EXERCISE GOAL:
Return the following lines verbatim: everything from the start of the items down through the line containing "x=87, y=244", both ends included.

ITEMS:
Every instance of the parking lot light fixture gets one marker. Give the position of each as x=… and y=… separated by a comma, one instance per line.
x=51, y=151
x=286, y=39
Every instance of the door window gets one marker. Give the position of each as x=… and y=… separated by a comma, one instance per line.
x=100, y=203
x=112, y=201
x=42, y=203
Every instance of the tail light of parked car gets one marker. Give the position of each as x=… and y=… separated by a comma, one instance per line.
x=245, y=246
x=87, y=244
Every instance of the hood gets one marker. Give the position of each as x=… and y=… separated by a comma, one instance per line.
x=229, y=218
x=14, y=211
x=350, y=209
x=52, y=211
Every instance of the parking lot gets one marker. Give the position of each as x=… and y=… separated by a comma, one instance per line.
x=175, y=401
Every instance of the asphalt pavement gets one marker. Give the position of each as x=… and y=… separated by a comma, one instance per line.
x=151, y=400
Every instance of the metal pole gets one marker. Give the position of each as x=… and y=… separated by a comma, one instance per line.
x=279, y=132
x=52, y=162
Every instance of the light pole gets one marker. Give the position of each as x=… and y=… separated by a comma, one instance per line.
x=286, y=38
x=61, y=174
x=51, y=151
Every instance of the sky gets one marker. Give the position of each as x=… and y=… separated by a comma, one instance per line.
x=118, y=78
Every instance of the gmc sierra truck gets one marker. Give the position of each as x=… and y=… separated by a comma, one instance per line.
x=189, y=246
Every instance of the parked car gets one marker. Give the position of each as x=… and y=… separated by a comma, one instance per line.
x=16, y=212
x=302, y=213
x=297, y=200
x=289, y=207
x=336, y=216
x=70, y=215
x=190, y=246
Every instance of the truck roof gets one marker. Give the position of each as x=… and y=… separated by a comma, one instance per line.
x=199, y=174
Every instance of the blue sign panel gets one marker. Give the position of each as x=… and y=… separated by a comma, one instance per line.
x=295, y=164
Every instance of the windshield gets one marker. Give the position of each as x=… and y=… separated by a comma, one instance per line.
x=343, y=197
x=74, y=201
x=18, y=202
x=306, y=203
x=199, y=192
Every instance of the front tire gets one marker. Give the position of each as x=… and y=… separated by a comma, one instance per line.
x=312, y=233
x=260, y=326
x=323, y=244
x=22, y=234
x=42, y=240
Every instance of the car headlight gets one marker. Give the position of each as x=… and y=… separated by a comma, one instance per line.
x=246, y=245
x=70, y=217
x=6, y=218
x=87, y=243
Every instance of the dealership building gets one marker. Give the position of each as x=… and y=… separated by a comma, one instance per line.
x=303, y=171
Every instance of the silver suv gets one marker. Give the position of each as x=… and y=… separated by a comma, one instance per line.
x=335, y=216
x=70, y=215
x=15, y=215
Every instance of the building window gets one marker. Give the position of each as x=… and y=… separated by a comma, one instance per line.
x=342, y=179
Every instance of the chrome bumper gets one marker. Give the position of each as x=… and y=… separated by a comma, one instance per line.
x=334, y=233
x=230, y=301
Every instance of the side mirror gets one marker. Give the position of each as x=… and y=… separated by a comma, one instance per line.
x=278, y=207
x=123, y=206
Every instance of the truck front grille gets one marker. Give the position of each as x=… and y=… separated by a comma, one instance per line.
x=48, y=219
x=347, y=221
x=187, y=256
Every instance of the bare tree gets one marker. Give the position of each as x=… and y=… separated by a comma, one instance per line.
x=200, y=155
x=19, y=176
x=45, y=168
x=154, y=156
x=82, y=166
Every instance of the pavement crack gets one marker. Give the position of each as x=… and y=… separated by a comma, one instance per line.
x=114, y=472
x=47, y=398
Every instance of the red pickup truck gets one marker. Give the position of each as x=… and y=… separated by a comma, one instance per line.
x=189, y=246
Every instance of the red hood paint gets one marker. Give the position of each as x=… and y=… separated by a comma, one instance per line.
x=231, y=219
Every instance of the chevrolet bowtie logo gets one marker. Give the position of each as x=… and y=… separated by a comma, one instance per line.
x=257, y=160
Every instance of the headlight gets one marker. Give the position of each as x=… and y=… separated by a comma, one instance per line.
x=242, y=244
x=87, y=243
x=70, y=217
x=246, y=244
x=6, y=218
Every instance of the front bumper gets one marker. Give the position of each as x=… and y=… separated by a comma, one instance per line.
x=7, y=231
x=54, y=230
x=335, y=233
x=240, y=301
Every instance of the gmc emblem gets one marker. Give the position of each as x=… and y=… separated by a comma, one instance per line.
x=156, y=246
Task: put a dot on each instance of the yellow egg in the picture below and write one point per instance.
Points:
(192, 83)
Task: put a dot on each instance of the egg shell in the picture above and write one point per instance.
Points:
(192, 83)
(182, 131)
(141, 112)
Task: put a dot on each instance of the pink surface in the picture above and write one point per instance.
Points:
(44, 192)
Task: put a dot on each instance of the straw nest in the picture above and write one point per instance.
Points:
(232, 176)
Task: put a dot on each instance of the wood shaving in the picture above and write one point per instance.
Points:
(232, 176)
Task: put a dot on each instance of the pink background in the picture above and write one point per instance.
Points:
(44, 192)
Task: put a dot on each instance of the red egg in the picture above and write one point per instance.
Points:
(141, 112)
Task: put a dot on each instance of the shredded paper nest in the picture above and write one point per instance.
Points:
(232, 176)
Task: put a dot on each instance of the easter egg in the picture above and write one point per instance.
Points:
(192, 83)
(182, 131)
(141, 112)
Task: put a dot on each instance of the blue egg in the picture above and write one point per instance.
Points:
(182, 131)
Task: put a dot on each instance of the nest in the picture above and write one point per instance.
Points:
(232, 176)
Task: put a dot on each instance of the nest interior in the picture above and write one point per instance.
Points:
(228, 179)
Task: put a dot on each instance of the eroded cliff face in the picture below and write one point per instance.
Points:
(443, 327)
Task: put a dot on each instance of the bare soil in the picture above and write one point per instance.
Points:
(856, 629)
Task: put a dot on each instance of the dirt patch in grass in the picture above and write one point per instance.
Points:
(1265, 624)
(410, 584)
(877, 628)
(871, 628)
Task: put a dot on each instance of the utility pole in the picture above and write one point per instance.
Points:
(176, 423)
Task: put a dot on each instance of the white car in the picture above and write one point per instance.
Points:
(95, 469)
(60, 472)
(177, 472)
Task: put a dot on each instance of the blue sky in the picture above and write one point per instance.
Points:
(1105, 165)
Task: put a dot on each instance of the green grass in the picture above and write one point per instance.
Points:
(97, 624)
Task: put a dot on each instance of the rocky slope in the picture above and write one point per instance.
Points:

RESPONSE TO THIS TASK:
Every instance of the parking lot light fixture gets one marker. Give the position of each as x=… and y=… separated by a comma, one instance per line.
x=51, y=151
x=286, y=39
Every instance of the door window gets one marker. Give the position of each as x=… and y=… separated by a comma, one instance per line.
x=100, y=203
x=112, y=201
x=42, y=203
Every instance of the tail light of parked car gets one marker. Give the position of each as x=… and y=… separated by a comma, one instance per line.
x=245, y=246
x=87, y=244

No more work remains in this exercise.